*TASK ITEM*. Whenever a line in the data below includes the string "orange", copy it out.

++++++++

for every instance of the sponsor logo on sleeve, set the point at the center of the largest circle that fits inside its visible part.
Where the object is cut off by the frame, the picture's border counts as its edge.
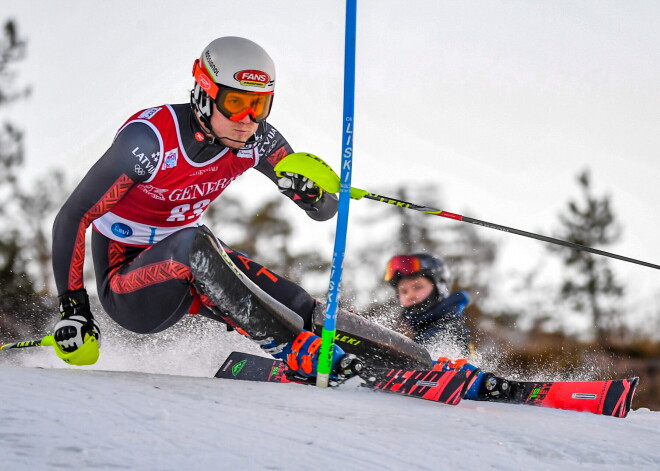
(121, 230)
(149, 113)
(171, 158)
(244, 154)
(145, 162)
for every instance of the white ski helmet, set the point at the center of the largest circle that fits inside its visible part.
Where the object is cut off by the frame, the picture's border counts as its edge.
(232, 63)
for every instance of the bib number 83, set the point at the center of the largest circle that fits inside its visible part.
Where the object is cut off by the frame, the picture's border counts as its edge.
(186, 212)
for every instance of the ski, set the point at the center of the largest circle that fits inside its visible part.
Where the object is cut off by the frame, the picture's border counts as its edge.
(446, 387)
(611, 397)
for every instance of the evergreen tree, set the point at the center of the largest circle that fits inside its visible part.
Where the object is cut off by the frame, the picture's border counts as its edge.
(22, 312)
(590, 285)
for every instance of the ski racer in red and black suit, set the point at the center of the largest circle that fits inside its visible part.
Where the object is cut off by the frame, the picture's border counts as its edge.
(146, 194)
(155, 262)
(137, 199)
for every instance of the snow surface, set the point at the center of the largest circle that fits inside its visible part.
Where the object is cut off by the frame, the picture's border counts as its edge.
(122, 414)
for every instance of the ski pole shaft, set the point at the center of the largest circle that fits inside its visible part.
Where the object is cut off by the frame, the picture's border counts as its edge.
(458, 217)
(330, 320)
(44, 342)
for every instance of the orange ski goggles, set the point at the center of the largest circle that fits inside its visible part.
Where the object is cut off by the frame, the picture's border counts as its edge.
(403, 265)
(233, 103)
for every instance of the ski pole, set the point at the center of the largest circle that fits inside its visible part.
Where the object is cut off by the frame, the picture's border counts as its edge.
(44, 342)
(330, 319)
(318, 171)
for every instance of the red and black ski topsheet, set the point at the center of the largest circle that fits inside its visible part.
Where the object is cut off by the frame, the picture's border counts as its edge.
(612, 398)
(446, 387)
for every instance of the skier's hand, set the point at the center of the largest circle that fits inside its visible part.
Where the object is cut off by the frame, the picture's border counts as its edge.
(77, 323)
(303, 191)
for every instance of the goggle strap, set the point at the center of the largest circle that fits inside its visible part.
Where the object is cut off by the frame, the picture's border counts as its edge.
(204, 81)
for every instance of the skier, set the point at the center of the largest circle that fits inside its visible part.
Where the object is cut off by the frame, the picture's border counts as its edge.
(428, 308)
(144, 198)
(154, 261)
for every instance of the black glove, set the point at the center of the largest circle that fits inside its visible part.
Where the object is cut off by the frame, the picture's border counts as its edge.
(77, 322)
(303, 191)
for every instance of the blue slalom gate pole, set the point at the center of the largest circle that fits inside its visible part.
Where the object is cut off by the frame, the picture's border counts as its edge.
(330, 321)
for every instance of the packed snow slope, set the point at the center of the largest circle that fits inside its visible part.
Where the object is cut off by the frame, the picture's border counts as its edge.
(123, 414)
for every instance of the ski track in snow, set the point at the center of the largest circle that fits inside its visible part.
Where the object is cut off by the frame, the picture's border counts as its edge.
(55, 418)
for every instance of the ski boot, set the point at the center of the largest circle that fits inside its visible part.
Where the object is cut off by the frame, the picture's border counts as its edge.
(301, 356)
(461, 364)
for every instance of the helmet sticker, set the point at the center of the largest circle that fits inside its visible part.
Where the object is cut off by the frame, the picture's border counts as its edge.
(204, 81)
(255, 78)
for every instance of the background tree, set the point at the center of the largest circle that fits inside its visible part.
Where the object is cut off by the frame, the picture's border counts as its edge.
(22, 311)
(590, 285)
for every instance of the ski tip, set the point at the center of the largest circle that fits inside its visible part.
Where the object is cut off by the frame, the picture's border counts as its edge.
(634, 382)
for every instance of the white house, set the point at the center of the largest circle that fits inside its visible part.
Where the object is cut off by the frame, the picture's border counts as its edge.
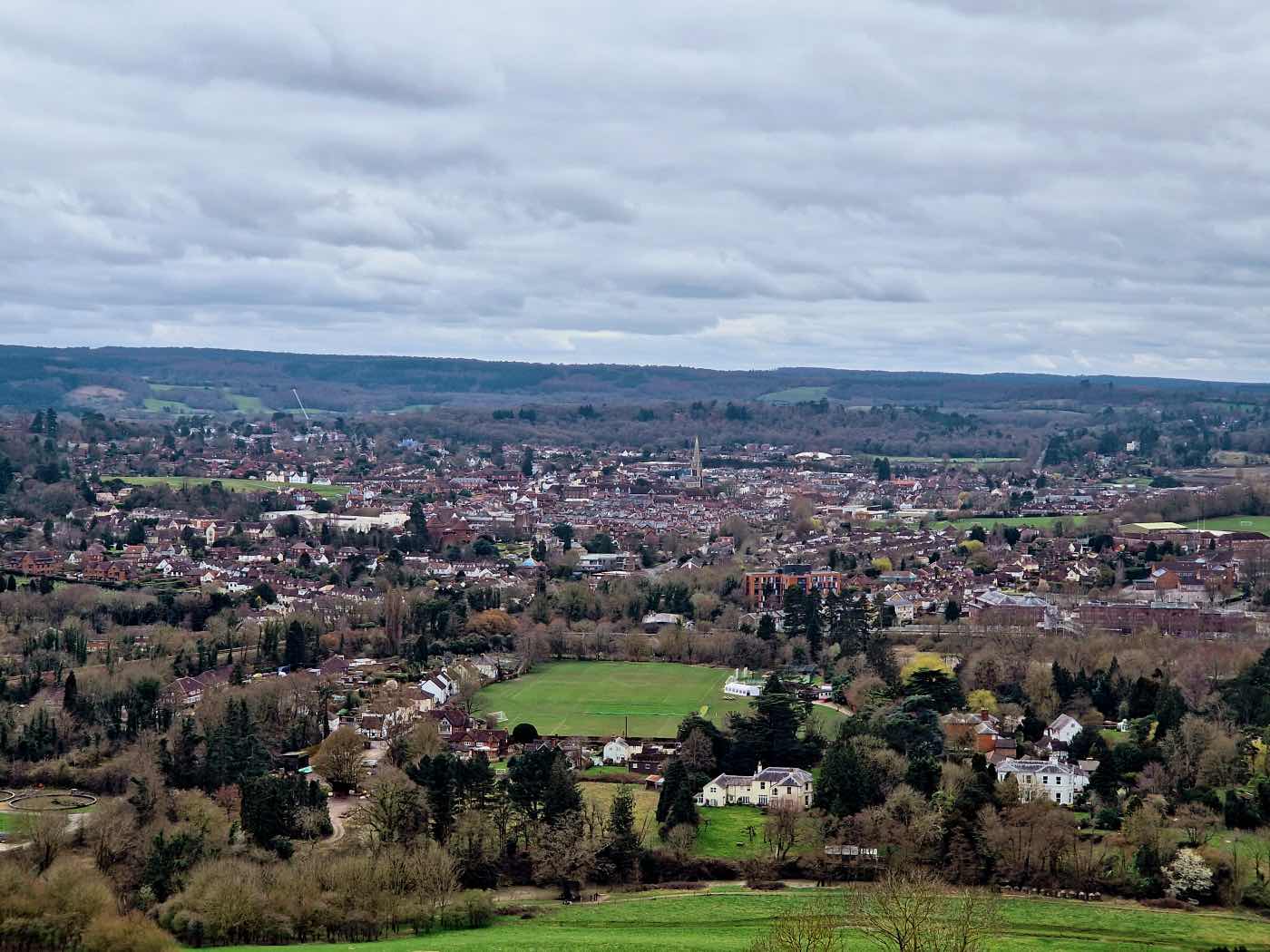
(742, 688)
(440, 687)
(1045, 778)
(616, 752)
(904, 607)
(1063, 729)
(771, 786)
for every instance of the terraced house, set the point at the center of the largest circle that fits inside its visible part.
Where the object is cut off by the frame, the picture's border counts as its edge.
(771, 786)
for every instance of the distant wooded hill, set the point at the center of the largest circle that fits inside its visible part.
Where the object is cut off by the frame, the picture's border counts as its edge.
(178, 380)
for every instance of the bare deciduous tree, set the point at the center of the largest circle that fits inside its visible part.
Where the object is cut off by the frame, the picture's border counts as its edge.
(781, 829)
(339, 758)
(803, 930)
(47, 835)
(916, 911)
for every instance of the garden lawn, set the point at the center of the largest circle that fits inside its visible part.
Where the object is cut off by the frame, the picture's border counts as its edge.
(828, 720)
(724, 831)
(231, 485)
(599, 697)
(727, 919)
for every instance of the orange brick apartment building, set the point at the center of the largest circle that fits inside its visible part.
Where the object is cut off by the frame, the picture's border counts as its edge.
(767, 589)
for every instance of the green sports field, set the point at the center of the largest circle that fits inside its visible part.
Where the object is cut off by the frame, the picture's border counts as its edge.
(729, 918)
(599, 697)
(231, 485)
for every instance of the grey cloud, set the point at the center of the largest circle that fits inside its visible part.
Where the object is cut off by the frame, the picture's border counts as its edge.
(889, 183)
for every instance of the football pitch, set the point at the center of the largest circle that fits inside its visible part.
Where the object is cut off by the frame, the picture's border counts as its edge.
(600, 697)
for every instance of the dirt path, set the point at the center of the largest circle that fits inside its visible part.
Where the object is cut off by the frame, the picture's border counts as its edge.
(339, 809)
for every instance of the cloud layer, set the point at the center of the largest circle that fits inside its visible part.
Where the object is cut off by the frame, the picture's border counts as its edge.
(946, 184)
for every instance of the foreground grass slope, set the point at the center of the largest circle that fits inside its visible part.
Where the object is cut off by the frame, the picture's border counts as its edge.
(728, 918)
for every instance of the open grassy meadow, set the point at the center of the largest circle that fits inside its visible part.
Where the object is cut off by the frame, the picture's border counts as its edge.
(231, 485)
(796, 395)
(728, 918)
(599, 697)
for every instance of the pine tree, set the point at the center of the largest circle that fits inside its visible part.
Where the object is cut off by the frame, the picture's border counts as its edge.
(562, 795)
(294, 654)
(624, 846)
(676, 776)
(70, 694)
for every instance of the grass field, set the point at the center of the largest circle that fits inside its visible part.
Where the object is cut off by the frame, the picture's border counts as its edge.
(599, 697)
(232, 485)
(728, 918)
(796, 395)
(1235, 523)
(1035, 522)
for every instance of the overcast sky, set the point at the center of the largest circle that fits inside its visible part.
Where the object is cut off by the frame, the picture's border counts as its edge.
(1079, 186)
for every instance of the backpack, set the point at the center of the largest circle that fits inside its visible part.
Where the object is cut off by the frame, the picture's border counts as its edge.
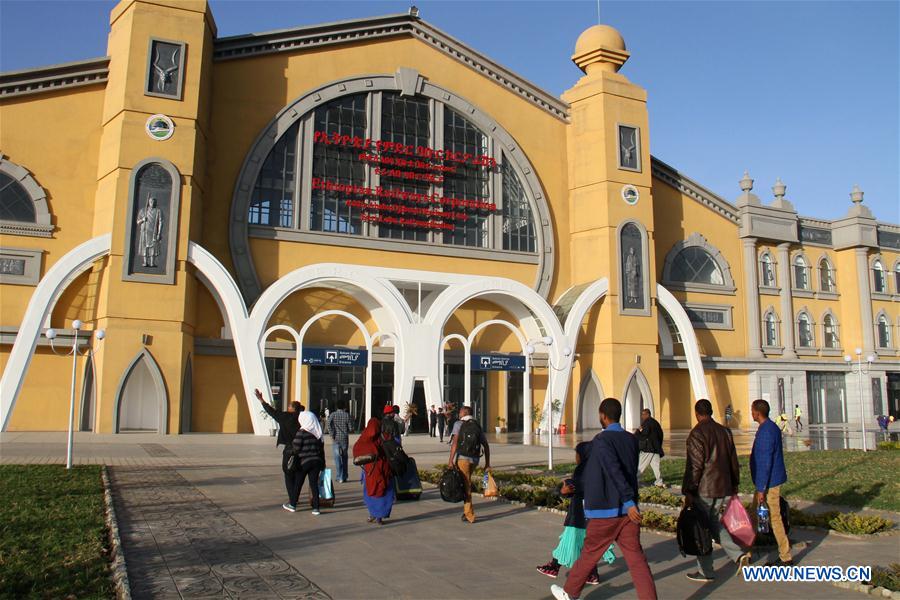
(469, 439)
(693, 532)
(396, 456)
(453, 486)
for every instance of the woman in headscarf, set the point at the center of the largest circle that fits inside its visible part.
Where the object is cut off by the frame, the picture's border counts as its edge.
(572, 539)
(378, 488)
(310, 452)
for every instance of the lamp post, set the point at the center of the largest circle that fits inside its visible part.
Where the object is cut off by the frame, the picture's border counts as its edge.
(548, 408)
(860, 370)
(51, 335)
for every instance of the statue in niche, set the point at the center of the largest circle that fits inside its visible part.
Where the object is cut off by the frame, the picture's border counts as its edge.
(632, 279)
(150, 223)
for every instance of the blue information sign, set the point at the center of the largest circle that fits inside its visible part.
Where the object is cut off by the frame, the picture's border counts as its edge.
(498, 362)
(337, 357)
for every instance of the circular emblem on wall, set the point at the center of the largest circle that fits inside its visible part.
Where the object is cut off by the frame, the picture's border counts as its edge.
(630, 194)
(160, 127)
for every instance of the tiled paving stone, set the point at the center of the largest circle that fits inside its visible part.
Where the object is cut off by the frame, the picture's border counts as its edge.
(179, 544)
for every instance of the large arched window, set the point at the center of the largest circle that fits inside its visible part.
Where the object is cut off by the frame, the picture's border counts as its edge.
(879, 278)
(830, 338)
(696, 264)
(23, 203)
(826, 276)
(394, 166)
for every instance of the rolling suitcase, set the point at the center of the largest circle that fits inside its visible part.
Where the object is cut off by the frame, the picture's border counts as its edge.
(408, 486)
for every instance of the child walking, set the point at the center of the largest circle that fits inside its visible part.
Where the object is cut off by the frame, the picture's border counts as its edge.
(572, 539)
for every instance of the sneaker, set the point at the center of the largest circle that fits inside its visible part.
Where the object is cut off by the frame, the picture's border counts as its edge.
(559, 593)
(548, 570)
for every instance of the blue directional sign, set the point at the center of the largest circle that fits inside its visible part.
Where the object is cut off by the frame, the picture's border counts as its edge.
(336, 357)
(498, 362)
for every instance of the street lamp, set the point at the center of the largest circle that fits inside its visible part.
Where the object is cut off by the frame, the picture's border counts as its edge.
(860, 370)
(51, 335)
(548, 409)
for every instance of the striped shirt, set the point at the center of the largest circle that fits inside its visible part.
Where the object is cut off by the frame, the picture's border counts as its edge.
(340, 424)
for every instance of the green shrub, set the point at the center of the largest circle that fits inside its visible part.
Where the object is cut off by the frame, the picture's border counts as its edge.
(859, 524)
(887, 577)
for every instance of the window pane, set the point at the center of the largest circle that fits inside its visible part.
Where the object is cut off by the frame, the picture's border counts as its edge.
(469, 182)
(518, 223)
(405, 120)
(273, 196)
(695, 265)
(15, 203)
(338, 164)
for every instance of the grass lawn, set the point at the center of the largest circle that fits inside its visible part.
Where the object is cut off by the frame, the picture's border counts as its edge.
(843, 477)
(52, 533)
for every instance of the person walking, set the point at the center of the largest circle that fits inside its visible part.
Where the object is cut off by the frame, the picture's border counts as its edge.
(650, 437)
(711, 475)
(378, 488)
(310, 452)
(287, 429)
(467, 444)
(769, 473)
(574, 529)
(340, 425)
(610, 505)
(441, 419)
(432, 421)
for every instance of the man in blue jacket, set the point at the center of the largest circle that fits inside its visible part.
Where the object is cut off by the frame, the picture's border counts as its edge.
(768, 473)
(610, 496)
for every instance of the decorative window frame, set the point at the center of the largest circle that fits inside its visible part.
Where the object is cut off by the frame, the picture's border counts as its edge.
(823, 293)
(408, 82)
(774, 289)
(182, 58)
(796, 290)
(174, 221)
(645, 258)
(838, 349)
(778, 348)
(637, 147)
(812, 348)
(882, 314)
(886, 294)
(42, 225)
(696, 240)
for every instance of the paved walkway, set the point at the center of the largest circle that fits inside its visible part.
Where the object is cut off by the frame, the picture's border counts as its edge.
(201, 515)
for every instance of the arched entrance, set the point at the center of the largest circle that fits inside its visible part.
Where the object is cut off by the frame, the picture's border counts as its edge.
(589, 397)
(141, 400)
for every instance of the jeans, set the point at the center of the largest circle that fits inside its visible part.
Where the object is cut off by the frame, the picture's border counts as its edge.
(717, 532)
(652, 460)
(627, 536)
(340, 461)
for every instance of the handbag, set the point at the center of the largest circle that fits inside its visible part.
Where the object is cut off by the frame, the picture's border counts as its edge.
(363, 459)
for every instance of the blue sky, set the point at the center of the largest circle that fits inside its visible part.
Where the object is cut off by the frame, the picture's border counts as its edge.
(807, 91)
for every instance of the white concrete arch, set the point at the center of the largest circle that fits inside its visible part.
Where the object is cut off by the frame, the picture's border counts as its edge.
(46, 294)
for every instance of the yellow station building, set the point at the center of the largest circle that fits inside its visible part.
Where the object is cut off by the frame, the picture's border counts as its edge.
(371, 210)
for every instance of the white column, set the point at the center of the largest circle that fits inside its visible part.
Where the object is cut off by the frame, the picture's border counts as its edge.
(751, 269)
(787, 305)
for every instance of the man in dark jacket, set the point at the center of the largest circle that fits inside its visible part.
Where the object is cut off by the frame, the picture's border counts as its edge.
(287, 429)
(768, 473)
(650, 438)
(610, 496)
(711, 475)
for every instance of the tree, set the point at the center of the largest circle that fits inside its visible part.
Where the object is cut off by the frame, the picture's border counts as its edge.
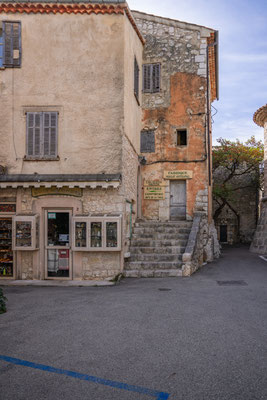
(236, 166)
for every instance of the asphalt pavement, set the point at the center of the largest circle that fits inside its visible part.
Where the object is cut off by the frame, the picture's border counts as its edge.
(197, 338)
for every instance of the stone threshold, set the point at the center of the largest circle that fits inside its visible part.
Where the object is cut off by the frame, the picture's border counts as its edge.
(56, 283)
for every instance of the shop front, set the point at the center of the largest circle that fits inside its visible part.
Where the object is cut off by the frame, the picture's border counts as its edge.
(51, 234)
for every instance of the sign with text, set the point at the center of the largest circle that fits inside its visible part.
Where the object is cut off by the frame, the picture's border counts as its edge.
(182, 174)
(154, 193)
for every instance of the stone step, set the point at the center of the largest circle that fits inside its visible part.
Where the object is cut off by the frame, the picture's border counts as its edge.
(141, 230)
(157, 250)
(151, 273)
(156, 257)
(140, 265)
(157, 243)
(161, 236)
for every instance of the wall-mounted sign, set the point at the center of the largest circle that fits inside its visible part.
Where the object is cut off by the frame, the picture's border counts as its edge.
(182, 174)
(154, 193)
(155, 183)
(64, 191)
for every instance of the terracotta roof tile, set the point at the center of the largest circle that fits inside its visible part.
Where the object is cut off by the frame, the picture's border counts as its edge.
(59, 8)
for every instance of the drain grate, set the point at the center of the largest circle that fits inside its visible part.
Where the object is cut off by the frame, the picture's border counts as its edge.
(232, 283)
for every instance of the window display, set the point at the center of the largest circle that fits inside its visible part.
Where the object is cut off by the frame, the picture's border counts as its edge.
(26, 232)
(96, 234)
(6, 253)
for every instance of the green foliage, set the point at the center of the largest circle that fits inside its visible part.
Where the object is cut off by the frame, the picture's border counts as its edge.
(2, 302)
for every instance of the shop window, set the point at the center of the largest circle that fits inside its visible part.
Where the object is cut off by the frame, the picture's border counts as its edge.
(151, 78)
(97, 233)
(147, 144)
(25, 232)
(42, 134)
(181, 137)
(10, 44)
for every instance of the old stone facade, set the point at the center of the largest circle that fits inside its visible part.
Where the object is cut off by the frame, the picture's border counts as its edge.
(259, 243)
(73, 179)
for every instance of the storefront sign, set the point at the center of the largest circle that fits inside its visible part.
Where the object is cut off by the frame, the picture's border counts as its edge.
(178, 174)
(155, 183)
(154, 193)
(64, 191)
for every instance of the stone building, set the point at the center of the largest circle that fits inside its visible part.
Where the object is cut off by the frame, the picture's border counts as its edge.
(259, 243)
(73, 178)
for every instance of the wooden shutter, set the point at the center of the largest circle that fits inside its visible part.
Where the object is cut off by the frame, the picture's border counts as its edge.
(50, 133)
(156, 77)
(147, 142)
(12, 44)
(136, 78)
(34, 134)
(147, 77)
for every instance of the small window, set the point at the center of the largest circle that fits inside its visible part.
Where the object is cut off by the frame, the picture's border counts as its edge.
(10, 44)
(42, 132)
(181, 137)
(136, 79)
(147, 142)
(151, 78)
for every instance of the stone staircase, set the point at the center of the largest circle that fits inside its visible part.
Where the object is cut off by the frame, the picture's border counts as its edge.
(157, 248)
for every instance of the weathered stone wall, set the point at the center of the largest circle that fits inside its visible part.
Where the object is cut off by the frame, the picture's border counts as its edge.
(180, 48)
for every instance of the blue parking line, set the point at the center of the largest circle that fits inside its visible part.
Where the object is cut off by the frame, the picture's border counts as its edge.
(84, 377)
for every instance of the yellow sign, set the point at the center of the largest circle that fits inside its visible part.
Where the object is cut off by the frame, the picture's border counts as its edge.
(178, 174)
(155, 183)
(64, 191)
(154, 193)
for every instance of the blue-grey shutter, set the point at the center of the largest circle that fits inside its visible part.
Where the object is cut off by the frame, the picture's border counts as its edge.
(156, 77)
(147, 77)
(136, 78)
(12, 44)
(33, 134)
(50, 133)
(147, 142)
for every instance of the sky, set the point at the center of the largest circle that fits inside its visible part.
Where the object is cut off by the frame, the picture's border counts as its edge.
(242, 26)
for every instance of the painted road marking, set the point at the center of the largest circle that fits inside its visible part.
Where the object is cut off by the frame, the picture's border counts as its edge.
(84, 377)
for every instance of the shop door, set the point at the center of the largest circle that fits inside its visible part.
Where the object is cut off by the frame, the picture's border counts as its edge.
(57, 246)
(178, 200)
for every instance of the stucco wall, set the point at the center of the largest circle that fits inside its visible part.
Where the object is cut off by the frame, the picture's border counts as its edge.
(72, 64)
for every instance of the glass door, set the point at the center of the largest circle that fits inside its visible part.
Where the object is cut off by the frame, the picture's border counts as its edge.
(57, 248)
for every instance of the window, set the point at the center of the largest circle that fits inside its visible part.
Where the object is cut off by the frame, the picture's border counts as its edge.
(147, 142)
(10, 44)
(181, 137)
(42, 134)
(151, 78)
(136, 79)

++++++++

*ANSWER FOR THE TASK*.
for every instance of the orange ski goggles, set the point at the center of the largest circle that fits inside its visible part.
for every instance of the orange brick apartment building, set the point at the center of the largest circle that fits inside its visible part.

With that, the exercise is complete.